═══ Text section
I find I cite this tool very frequently, it's a real godsend for hard-to-debug production problems but seems little-known.

How to debug memory issues in embedded application

I'm new to embedded programming but I have to debug a quite complex application running on an embedded platform. I use GDB through a JTAG interface.
My program crashes at some point in an unexpected way. I suppose this happens due to some memory related issue. Does GDB allow me to inspect the memory after the system has crashed, thus being completely unresponsive?
It depends on your setup a bit. In particular, since you're using JTAG, you may be able to set your debugger up to halt the processor when it detects an exception (for example accessing protected memory illegally and so forth). If not, you can replace your exception handlers with infinite loops. Then you can manually unroll the exception to see what the processor was doing that caused the crash. Normally, you'll still have access to memory in that situation and you can either use GDB to look around directly, or just dump everything to a file so you can look around later.
══════
What this exercise asks
A. In the text on debugging memory issues in an embedded application, what can exception handlers be replaced with if the debugger can't be set to halt the processor on an exception?
B. Continue the text on debugging memory issues in an embedded application from its final sentence.
═══ Information shown
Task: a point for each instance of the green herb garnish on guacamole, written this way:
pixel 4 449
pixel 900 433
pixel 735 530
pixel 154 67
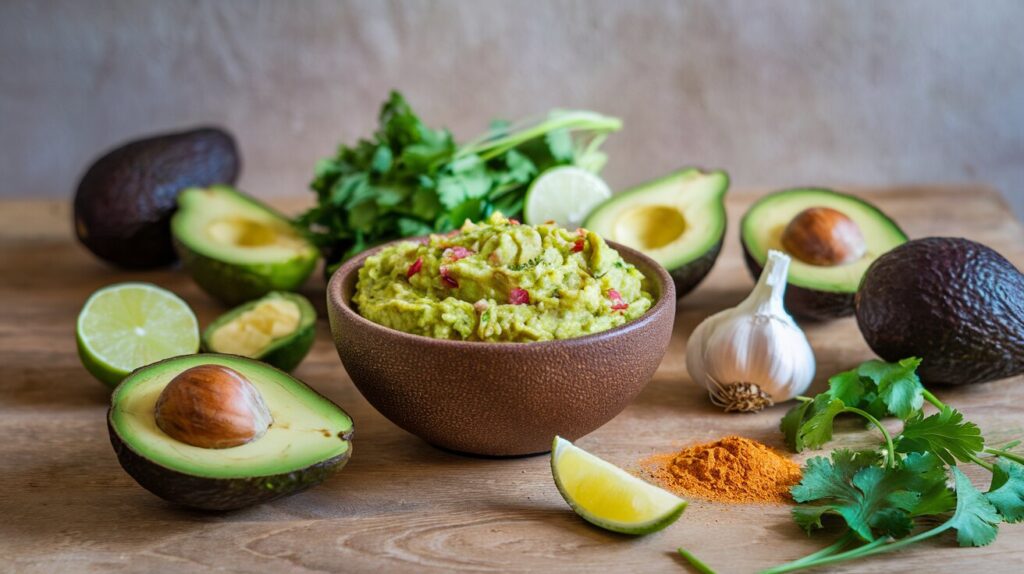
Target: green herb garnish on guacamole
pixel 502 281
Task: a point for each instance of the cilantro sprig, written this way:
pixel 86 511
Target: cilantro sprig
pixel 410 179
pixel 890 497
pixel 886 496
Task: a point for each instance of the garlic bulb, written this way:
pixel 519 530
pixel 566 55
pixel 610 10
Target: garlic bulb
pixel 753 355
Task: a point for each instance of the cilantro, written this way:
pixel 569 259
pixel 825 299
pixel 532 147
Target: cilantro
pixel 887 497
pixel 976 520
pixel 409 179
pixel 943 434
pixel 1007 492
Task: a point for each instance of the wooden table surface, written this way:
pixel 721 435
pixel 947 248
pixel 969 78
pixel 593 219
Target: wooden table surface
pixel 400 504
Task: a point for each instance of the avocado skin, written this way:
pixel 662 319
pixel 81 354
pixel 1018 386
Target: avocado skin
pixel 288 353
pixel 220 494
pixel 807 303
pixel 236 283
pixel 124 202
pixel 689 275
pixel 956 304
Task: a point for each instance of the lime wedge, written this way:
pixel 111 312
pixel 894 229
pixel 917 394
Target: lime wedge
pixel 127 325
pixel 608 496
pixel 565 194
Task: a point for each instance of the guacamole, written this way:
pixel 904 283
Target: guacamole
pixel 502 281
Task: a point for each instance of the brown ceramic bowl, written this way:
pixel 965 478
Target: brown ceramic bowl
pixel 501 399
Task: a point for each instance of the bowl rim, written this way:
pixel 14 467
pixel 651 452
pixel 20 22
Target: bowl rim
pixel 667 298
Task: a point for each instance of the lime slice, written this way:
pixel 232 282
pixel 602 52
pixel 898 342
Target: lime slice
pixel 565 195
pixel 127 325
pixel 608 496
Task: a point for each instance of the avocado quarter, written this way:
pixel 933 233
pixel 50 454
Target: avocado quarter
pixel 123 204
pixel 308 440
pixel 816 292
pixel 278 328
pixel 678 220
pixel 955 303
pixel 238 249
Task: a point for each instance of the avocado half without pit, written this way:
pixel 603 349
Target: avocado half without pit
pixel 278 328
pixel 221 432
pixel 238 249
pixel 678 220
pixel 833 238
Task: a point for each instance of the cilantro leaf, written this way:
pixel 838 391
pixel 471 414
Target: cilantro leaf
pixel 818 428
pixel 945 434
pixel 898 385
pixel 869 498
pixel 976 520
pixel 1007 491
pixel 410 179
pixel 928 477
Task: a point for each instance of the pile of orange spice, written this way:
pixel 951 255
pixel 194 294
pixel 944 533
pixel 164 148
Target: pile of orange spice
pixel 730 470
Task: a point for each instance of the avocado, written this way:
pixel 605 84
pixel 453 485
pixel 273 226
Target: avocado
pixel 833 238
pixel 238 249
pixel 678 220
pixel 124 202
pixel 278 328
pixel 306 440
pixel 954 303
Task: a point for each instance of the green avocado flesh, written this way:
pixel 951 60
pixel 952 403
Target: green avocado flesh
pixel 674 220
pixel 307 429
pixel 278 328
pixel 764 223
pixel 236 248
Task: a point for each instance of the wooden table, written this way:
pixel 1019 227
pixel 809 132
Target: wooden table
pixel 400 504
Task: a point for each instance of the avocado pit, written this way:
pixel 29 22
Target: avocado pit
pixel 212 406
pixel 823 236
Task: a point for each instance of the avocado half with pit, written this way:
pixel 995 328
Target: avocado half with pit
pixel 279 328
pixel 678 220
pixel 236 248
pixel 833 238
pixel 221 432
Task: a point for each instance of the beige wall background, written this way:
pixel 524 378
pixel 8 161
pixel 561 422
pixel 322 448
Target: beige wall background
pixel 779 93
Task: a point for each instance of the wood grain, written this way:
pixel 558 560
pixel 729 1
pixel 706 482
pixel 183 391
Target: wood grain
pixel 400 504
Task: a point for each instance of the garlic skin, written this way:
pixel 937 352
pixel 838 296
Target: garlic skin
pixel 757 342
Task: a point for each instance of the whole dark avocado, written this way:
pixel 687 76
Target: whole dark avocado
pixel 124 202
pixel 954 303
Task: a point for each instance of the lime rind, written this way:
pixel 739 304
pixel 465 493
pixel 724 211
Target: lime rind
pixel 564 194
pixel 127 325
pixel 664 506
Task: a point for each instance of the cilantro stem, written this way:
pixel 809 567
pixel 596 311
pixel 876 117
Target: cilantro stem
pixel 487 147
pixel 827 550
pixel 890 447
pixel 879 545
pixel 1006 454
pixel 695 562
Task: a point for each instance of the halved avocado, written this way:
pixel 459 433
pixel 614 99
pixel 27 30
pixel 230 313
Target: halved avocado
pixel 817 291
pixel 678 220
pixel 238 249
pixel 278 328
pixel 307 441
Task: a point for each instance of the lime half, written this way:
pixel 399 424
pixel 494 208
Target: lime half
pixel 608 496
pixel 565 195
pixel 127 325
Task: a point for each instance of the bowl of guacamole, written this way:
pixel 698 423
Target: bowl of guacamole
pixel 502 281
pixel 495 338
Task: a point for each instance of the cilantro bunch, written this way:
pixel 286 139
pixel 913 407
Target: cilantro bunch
══════
Per-task answers
A. Infinite loops.

B.
It depends on what has crashed. If the system is only unresponsive (in some infinite loop, deadlock or similar), then it will normally respond to GDB and you will be able to see a backtrace (call stack), etc.
If the system/bus/cpu has actually crashed (on lower level), then it probably will not respond. In this case you can try setting breakpoints at suspicious places/variables and observe what is happening. Also simulator (ISS, RTL - if applicable) could come handy, to compare behavior with HW.